However, the experts from Miller Heiman warn that, ‘Sales management can be viewed as an asset or a liability by the sales professional. Sales professionals quickly separate those managers who are able to help them win business through effective and regular coaching from those simply seeking data to satisfy requests from higher-level management. To be seen as an asset, sales managers must be masters of the customer-management strategies. They must also be knowledgeable about the market, job roles and business issues that customers face and be fluent in mapping product and service capabilities to customer concepts. Before the sales manager can be an effective business manager and coach, he or she must be respected and valued as a sales professional who reflects World-Class sales behaviors’.

And organizations that have applied the focus and task clarity that Row Moriaty talks about have not only experienced more than 20% growth over their peers but have had higher sales person retention rates as well as improved employee engagement.
□ □ □ □
## [YOUR TASK]
Please repeat the sales management passage word for word, starting with "However, the experts" and going on through "World-Class sales behaviors’.".

Text-to-region grounding data
□ □ □ □
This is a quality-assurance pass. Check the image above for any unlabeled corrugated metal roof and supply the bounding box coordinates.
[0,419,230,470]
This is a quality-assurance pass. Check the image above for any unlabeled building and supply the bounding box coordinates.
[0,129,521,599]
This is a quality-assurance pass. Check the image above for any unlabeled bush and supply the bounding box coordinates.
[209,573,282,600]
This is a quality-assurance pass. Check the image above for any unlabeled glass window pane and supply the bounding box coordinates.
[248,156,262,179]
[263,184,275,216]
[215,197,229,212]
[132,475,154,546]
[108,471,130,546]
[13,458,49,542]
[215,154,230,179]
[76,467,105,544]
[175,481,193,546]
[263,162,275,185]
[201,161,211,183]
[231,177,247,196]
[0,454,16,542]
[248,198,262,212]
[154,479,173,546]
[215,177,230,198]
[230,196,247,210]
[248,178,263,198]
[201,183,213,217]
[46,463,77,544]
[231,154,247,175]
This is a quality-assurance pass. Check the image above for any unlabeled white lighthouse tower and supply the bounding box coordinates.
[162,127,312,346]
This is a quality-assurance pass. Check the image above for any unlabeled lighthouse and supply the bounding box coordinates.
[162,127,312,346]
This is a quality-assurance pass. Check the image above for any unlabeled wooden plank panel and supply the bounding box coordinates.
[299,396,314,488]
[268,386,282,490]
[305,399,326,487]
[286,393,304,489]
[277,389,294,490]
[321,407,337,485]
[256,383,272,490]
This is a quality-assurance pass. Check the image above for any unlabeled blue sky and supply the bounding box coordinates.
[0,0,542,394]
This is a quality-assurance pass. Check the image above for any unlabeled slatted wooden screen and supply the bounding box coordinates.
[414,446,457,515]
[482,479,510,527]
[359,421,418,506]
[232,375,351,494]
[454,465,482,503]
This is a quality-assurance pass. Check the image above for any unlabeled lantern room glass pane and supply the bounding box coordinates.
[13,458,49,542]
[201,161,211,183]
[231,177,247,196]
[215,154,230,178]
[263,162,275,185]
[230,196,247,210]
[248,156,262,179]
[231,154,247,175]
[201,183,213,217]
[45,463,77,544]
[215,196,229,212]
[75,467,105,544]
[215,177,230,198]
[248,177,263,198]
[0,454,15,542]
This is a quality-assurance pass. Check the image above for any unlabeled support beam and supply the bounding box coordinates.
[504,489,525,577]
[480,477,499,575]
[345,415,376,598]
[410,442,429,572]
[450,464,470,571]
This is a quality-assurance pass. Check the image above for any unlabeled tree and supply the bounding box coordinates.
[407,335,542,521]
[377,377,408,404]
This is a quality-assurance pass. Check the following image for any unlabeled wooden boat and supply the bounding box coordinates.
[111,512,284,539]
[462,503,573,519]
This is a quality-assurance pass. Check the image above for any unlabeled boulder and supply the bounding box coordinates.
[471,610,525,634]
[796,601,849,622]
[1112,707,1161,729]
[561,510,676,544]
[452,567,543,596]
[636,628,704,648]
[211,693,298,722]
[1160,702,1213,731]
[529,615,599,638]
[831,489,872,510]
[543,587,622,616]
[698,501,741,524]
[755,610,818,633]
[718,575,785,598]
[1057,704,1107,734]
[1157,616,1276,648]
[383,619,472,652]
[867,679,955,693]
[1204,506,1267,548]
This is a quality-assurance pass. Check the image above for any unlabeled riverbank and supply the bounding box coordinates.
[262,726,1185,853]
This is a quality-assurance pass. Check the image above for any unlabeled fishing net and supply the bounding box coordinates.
□ □ □ □
## [TASK OUTPUT]
However, the experts from Miller Heiman warn that, ‘Sales management can be viewed as an asset or a liability by the sales professional. Sales professionals quickly separate those managers who are able to help them win business through effective and regular coaching from those simply seeking data to satisfy requests from higher-level management. To be seen as an asset, sales managers must be masters of the customer-management strategies. They must also be knowledgeable about the market, job roles and business issues that customers face and be fluent in mapping product and service capabilities to customer concepts. Before the sales manager can be an effective business manager and coach, he or she must be respected and valued as a sales professional who reflects World-Class sales behaviors’.